Text passage Block Start
As the Coronavirus circulates, Temasek Holdings Pte is instituting a company-wide wage freeze and requesting that senior management accept voluntary pay reductions for as long as one year. The Singapore state-owned investment firm has had wage freezes in the past – it implemented similar moves during the 2008 financial crisis and the 2003 SARS outbreak, Bloomberg reported.
The company will stop all salary increases and promotion-related raises for a time period that will be “determined by market conditions,” per an emailed statement. Temasek will also make partial cuts to senior management annual bonuses and will request that they voluntarily lower their base salaries by as much as 5 percent.
Per the report, the investment firm said it will contribute some of the money saved to staff-volunteer initiatives and will also provide community support via measures that were not specified.
Temasek is strongly invested in China, as approximately 26 percent of its holdings were there as of last March. As a result, the news outlet said the COVID-19 outbreak has had an effect on its portfolio.
Text passage Block End
Supplied records Block Start
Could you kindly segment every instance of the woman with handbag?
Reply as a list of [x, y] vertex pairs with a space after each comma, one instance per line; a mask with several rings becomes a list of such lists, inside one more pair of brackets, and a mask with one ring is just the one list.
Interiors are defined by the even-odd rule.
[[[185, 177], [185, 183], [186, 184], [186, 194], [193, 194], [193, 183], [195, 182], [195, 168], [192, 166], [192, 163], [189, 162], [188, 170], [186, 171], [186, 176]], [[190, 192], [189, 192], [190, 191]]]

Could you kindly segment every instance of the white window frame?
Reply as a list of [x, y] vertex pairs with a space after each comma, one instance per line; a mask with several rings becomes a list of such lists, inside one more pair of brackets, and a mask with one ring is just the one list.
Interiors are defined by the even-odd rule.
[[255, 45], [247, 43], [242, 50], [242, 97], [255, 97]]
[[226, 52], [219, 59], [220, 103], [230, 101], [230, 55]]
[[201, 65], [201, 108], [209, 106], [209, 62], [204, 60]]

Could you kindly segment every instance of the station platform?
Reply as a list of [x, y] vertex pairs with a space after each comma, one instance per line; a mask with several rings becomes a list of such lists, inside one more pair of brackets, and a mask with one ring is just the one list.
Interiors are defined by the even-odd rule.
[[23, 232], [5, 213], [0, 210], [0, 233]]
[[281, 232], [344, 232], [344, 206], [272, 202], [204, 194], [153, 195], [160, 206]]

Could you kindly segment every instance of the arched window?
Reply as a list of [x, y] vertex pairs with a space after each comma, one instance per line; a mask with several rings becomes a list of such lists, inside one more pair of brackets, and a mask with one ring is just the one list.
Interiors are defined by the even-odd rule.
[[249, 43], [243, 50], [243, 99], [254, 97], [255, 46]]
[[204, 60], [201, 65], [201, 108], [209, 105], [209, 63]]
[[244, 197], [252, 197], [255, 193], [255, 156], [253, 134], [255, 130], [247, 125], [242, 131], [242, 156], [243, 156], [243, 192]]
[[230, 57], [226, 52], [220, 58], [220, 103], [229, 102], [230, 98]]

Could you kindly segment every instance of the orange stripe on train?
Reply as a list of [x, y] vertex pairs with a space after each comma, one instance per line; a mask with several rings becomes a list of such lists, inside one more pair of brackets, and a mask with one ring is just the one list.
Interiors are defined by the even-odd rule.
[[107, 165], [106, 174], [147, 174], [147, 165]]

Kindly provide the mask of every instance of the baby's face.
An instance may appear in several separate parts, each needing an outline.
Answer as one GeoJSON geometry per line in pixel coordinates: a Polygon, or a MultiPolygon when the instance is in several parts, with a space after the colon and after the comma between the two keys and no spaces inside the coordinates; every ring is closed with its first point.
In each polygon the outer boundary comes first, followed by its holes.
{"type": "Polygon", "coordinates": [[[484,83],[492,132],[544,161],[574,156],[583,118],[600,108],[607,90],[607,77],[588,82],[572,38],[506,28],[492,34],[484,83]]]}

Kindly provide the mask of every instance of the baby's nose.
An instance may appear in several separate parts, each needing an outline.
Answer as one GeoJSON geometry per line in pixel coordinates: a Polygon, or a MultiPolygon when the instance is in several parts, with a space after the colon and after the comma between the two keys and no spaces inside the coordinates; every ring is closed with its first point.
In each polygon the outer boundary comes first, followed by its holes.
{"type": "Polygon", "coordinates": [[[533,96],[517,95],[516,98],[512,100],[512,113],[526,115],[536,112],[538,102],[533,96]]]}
Supplied records Block End
Exercises to complete →
1. Reproduce the article on Temasek's wage freeze from "Per the report, the" to "were not specified.", switching "staff-volunteer initiatives" to "employee volunteer programs".
2. Answer these questions using the article on Temasek's wage freeze.
(a) During which two earlier events did Temasek implement similar wage freezes?
(b) By up to what percentage are senior managers asked to lower their base salaries?
(c) Roughly what share of Temasek's holdings were in China as of last March?
3. Write the next part of the article on Temasek's wage freeze, picking up after its final sentence.
These records were taken from a different source than the article.

Answer set →
1.
Per the report, the investment firm said it will contribute some of the money saved to employee volunteer programs and will also provide community support via measures that were not specified.

2.
(a) The 2008 financial crisis and the 2003 SARS outbreak.
(b) Up to 5 percent.
(c) About 26 percent.

3.
The news comes as Coronavirus effects are casting a broadening shadow on almost every industry around the world. In addition to financial markets, mortgage rates and tourism, manufacturers are also experiencing a production hit. The Wall Street Journal reported on Monday (Feb. 24) that the Dow Jones Industrial Average sank close to 1,000 points.
Meanwhile, the 10-year Treasury note yield dropped to an almost record low, the Nasdaq Composite fell 5.3 percent, the S&P 500 dipped 4 percent and the blue-chip index declined by 2.8 percent. And freefalling U.S. bond yields took mortgage rates down toward a four-year low that is forecasted to fall even more.